BEGIN

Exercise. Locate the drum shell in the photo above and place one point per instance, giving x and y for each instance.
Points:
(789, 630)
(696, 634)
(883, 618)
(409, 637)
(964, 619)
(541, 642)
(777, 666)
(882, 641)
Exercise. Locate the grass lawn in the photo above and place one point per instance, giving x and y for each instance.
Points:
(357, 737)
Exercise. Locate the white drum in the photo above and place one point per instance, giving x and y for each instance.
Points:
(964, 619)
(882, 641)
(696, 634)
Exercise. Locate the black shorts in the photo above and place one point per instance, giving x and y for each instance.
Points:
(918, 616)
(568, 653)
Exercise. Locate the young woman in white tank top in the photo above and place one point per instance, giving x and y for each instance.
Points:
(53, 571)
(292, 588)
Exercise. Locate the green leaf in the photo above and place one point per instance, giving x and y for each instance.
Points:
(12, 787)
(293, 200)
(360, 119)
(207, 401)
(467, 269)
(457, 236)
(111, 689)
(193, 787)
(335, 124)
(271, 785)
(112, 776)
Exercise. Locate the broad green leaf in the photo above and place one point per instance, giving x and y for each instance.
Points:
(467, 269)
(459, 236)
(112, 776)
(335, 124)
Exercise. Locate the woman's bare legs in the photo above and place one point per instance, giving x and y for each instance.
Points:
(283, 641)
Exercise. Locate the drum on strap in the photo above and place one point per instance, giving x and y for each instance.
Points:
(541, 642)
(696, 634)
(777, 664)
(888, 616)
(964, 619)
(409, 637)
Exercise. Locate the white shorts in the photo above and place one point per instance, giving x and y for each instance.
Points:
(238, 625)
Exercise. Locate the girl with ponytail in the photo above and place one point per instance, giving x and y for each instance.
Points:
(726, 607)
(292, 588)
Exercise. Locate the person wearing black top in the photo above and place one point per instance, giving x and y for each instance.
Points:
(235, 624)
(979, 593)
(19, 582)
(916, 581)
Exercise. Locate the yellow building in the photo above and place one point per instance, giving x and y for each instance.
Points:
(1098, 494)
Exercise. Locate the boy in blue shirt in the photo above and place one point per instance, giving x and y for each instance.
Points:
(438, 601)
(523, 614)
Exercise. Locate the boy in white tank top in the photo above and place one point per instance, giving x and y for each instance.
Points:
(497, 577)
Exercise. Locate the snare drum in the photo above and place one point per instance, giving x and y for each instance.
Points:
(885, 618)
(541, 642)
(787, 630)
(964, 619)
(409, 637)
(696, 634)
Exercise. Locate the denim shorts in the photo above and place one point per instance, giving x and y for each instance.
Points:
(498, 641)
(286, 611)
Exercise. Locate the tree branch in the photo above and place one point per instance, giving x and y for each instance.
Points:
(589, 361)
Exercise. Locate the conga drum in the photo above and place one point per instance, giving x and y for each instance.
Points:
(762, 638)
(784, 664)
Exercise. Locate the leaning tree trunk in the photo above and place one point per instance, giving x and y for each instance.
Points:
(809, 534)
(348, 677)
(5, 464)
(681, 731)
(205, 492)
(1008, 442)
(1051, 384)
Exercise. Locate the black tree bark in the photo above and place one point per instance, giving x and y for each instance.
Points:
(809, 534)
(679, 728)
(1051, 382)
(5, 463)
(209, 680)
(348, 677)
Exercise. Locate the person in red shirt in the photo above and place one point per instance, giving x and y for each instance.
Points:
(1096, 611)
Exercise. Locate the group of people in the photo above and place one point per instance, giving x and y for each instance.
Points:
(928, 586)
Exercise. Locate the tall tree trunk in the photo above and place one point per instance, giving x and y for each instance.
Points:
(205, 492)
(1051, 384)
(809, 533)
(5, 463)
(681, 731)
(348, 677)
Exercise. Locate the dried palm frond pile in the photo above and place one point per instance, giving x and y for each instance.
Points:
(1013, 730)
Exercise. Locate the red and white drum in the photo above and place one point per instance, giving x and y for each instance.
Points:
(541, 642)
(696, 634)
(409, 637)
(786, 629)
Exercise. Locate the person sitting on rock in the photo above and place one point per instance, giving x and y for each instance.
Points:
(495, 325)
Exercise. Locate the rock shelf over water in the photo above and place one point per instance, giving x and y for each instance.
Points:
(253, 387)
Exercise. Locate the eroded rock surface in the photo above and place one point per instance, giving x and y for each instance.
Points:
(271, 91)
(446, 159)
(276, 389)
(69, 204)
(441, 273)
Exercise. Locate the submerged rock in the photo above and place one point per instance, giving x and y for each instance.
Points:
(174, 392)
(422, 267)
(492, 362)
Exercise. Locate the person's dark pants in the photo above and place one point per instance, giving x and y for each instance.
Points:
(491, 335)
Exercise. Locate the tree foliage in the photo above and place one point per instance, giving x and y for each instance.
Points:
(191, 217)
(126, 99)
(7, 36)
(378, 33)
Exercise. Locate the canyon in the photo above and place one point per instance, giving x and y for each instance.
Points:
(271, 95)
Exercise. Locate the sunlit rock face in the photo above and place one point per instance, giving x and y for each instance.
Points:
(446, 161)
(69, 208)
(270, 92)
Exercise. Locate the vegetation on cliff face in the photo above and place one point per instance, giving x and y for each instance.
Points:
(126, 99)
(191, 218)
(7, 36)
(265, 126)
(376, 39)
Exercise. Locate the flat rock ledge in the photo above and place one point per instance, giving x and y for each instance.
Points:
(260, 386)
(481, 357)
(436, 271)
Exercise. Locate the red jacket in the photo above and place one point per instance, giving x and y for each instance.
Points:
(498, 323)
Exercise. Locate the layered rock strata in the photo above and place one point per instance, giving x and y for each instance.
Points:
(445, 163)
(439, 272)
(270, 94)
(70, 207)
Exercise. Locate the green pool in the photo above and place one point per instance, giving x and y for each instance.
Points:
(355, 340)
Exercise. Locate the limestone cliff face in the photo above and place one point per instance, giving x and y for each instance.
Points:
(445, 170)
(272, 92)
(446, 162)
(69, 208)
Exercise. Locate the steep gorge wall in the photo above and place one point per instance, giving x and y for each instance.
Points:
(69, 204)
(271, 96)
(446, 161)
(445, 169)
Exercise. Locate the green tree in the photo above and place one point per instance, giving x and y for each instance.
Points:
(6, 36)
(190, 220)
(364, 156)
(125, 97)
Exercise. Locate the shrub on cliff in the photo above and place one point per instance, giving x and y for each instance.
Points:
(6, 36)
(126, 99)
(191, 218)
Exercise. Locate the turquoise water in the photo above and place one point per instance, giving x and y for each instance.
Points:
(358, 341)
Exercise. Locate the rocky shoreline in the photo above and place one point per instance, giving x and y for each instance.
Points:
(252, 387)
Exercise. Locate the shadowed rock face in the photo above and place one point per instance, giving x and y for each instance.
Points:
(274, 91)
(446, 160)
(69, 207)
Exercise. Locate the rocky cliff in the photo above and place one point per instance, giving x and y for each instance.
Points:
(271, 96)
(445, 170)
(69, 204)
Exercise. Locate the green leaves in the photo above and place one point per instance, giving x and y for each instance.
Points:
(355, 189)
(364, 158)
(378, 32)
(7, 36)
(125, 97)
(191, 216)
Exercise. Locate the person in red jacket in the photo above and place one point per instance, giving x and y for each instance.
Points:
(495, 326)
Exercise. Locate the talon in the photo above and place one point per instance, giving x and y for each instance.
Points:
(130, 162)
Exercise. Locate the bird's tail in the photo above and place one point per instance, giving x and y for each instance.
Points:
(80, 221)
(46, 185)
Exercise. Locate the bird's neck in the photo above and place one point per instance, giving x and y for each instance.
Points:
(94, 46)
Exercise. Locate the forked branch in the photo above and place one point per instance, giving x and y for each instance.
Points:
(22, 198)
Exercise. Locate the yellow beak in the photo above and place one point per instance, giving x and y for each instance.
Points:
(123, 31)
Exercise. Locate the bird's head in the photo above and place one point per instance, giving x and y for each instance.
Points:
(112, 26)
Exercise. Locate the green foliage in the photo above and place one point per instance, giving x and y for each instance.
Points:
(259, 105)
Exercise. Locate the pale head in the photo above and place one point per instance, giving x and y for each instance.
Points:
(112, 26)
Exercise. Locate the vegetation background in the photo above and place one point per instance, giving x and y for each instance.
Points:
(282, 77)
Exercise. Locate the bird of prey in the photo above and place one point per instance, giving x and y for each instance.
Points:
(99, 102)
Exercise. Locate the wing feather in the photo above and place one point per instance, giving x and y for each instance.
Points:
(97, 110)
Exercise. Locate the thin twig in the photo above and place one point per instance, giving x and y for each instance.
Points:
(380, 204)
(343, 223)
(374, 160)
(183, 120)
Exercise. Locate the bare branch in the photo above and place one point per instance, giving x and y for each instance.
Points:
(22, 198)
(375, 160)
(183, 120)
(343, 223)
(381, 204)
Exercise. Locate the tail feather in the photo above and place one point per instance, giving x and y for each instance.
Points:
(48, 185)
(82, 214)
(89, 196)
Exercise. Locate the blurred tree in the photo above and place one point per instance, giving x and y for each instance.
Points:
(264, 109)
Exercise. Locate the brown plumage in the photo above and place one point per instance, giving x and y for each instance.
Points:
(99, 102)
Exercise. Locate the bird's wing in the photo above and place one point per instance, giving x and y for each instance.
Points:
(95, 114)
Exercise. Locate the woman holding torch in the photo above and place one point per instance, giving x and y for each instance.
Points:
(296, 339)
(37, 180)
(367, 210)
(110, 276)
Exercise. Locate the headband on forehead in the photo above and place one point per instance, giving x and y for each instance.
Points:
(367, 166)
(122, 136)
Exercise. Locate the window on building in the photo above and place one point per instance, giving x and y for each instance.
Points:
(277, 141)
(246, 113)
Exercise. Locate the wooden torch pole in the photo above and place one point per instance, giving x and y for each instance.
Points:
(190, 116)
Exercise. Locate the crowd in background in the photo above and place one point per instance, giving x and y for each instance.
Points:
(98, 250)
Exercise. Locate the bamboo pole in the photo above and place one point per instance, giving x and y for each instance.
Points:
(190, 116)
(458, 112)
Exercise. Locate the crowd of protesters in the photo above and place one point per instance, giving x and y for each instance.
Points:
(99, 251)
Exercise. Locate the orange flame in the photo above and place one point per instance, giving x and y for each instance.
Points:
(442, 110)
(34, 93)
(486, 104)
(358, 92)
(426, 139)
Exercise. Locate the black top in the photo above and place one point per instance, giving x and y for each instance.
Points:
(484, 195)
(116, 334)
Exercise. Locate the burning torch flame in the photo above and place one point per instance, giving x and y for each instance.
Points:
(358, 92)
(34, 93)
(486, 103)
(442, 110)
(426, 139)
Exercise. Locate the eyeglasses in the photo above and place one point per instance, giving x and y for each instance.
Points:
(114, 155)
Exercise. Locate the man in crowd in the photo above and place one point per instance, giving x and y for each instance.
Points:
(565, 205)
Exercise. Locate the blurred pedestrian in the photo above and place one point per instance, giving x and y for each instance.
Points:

END

• [What is needed] Return each line of the data where the word "building" appears.

• [Response area]
Exercise. Locate the yellow building in the photo above and place one point per instance, giving x and y for each instance.
Exercise. Locate the window on building in the photo above and place one point per instance, giving x and y for each instance.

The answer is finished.